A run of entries
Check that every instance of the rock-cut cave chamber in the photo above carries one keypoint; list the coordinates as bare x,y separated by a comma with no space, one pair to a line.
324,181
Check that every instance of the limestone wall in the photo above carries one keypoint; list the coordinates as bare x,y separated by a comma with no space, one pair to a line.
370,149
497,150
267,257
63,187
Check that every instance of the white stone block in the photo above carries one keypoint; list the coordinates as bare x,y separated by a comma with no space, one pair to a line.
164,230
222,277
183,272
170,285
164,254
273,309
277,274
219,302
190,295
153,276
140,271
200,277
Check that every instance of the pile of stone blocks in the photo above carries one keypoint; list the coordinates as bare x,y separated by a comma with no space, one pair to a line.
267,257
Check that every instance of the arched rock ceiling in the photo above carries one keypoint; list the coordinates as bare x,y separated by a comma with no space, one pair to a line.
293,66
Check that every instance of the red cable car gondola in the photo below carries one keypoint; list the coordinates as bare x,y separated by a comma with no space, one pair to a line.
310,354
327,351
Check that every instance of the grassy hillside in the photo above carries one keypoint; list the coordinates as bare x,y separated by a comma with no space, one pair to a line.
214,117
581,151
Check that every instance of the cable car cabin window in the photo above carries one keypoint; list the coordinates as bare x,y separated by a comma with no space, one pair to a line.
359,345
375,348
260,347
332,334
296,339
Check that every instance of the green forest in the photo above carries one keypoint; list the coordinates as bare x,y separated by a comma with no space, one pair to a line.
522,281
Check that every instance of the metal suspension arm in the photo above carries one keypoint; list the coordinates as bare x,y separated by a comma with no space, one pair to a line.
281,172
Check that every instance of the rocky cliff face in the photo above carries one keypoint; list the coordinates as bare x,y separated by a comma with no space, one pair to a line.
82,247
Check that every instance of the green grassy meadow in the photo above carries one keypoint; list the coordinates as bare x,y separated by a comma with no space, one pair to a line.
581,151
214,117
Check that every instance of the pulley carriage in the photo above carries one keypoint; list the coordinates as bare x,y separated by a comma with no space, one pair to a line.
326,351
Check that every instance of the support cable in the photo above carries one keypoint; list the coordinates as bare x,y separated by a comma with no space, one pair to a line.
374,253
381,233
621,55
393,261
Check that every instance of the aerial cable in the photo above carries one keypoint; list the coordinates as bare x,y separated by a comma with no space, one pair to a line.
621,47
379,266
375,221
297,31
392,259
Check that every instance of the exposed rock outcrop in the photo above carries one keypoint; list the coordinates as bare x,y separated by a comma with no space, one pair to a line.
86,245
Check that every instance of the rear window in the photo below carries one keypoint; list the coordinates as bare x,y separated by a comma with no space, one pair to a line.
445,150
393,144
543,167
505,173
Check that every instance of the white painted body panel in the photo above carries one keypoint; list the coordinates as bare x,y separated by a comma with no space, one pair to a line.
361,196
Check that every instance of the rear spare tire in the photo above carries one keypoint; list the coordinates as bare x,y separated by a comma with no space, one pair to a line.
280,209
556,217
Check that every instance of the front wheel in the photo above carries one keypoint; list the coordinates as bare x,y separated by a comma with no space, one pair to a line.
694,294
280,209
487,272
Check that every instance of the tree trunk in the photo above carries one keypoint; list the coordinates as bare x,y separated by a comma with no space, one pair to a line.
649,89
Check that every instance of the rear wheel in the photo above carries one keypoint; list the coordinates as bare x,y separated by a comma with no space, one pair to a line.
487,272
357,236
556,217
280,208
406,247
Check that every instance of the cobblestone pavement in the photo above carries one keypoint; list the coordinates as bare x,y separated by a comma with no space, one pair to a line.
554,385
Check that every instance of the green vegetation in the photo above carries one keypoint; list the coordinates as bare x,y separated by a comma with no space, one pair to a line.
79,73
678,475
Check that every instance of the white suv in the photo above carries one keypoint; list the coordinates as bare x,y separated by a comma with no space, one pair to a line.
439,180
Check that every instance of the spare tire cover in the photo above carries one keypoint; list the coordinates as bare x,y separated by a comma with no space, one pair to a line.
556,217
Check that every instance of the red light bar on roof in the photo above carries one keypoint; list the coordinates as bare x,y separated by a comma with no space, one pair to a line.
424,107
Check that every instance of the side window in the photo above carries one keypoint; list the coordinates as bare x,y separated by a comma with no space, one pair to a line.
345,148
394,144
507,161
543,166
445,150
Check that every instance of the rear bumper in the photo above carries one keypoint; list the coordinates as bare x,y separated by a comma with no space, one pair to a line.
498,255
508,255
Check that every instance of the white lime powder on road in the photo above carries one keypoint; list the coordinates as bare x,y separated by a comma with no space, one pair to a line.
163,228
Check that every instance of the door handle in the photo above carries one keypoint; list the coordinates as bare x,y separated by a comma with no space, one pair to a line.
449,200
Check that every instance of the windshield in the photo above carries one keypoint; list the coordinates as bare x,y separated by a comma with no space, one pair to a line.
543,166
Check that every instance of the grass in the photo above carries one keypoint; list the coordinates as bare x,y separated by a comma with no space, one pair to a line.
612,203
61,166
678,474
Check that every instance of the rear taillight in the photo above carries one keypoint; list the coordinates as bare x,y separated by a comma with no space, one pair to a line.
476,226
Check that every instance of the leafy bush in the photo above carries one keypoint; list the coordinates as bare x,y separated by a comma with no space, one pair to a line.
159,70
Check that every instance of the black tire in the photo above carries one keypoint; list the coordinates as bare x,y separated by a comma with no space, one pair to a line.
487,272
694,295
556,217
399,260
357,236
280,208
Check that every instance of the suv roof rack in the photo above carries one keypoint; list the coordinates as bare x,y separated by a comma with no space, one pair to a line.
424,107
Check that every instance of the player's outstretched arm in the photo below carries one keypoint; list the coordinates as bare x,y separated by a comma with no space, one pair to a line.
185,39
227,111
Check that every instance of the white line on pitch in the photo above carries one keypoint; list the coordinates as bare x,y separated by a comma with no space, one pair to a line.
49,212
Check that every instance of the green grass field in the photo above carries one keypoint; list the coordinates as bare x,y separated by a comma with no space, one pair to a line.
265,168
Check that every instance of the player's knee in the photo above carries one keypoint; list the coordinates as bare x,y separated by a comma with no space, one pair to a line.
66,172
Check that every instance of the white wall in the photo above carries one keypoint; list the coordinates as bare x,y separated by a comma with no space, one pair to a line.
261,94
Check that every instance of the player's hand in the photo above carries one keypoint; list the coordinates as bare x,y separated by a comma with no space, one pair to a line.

Brief ::
Rewrite the entries from the line containing "Check that every instance of the player's knee" through the last entry, putting "player's foot" in place of "player's hand" and changing nothing else.

Result of the task ::
Check that every instance of the player's knee in the photo above carries one keypoint; list the coordinates as bare x,y separated by a comma with no space, one pair to a line.
66,172
Check that every instance of the white wall in the photo above carries one keypoint; list the coordinates as bare x,y separated by a comma with no space, one pair to a line.
261,94
Check that every instance of the player's foot in the photo above carries one keypoint; list the coordinates as bare x,y separated by a comma with no space, one pair to a line.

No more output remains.